## What to do
Rewrite all of the items below with every "box each separately" swapped for "mark each one with its own box" and nothing else altered. Omit the pictures from your version.

## Excerpted data
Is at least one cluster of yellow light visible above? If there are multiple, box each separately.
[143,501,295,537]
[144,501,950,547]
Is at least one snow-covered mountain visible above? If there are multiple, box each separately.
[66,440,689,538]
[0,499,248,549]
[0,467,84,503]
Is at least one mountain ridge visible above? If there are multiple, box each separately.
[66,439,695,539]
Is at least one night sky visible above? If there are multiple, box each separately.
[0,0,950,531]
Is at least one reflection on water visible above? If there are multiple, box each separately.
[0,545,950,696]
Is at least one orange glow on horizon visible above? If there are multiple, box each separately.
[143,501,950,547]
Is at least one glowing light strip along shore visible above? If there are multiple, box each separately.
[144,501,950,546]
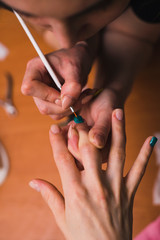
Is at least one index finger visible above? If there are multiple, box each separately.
[49,125,80,192]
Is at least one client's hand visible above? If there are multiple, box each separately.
[30,109,155,240]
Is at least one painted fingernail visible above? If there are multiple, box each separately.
[62,96,73,109]
[116,109,123,121]
[73,115,84,124]
[50,125,60,134]
[29,181,40,192]
[149,137,158,147]
[93,134,105,148]
[68,125,78,138]
[55,98,62,107]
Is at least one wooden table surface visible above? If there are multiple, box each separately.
[0,10,160,240]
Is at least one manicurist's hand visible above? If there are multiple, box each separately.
[21,42,93,119]
[30,109,158,240]
[80,88,122,149]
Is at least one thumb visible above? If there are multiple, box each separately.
[89,111,111,149]
[29,179,65,233]
[61,81,82,109]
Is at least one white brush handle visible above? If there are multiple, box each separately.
[13,10,61,90]
[13,10,75,113]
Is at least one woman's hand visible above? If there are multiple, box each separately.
[21,42,93,120]
[80,88,123,149]
[30,109,156,240]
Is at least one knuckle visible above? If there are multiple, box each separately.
[72,183,88,205]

## Result of the task
Is at least one cluster of yellow light visible above? If there are multiple, mark each one with its own box.
[143,501,295,537]
[144,501,950,547]
Is at least one snow-covered mountain visible above? If there are multiple, mark each one with its own box.
[66,440,689,538]
[0,499,248,549]
[0,467,84,503]
Is at least one mountain ridge visible above? If there are multiple, mark each one with its own box.
[66,439,695,539]
Is at least one night sky visible above? If there are multiple, mark each one with its own box.
[0,0,950,531]
Is at least one reflection on water visible above? If there are multiple, mark each one with its own box.
[0,545,950,696]
Is at least one orange glow on horizon visible above? If there are multiple, mark each one with its own box.
[143,501,950,547]
Is at least one glowing light strip along shore visible above? If there are multiple, mark each one with its own box.
[144,501,950,546]
Is at least one index finger visible above? If there are multiple, mark each one with its own box.
[49,125,80,192]
Is at least one client's hand visible above? If there are multiple, mark each one with its own box.
[30,109,155,240]
Is at least one painted fingernail visible above? If there are multiple, mark each one with its own box.
[62,96,73,109]
[116,109,123,121]
[73,115,84,124]
[50,125,60,134]
[29,181,40,192]
[149,137,158,147]
[93,134,105,148]
[68,125,78,138]
[55,98,62,107]
Is at least one wooden table surface visible above? If there are multiple, mark each one with its own box.
[0,10,160,240]
Is at least one manicurist's hand visible above? If there are multiple, mark each one with its own box.
[21,42,93,119]
[30,109,158,240]
[80,88,122,149]
Is at least one thumb visible above? If there are multiple, mark each one with its own box.
[89,111,111,149]
[29,179,65,233]
[61,81,82,109]
Is at least one white brush handle visible above? If there are multiple, mark each one with its own box.
[13,10,61,90]
[13,10,75,113]
Is at least one woman's hand visible above? If there are multiple, mark each one with its own box.
[21,42,93,120]
[80,88,123,149]
[30,109,156,240]
Is at least one knuckle visible above? If there are multiple, mark each one with its own box.
[72,183,88,205]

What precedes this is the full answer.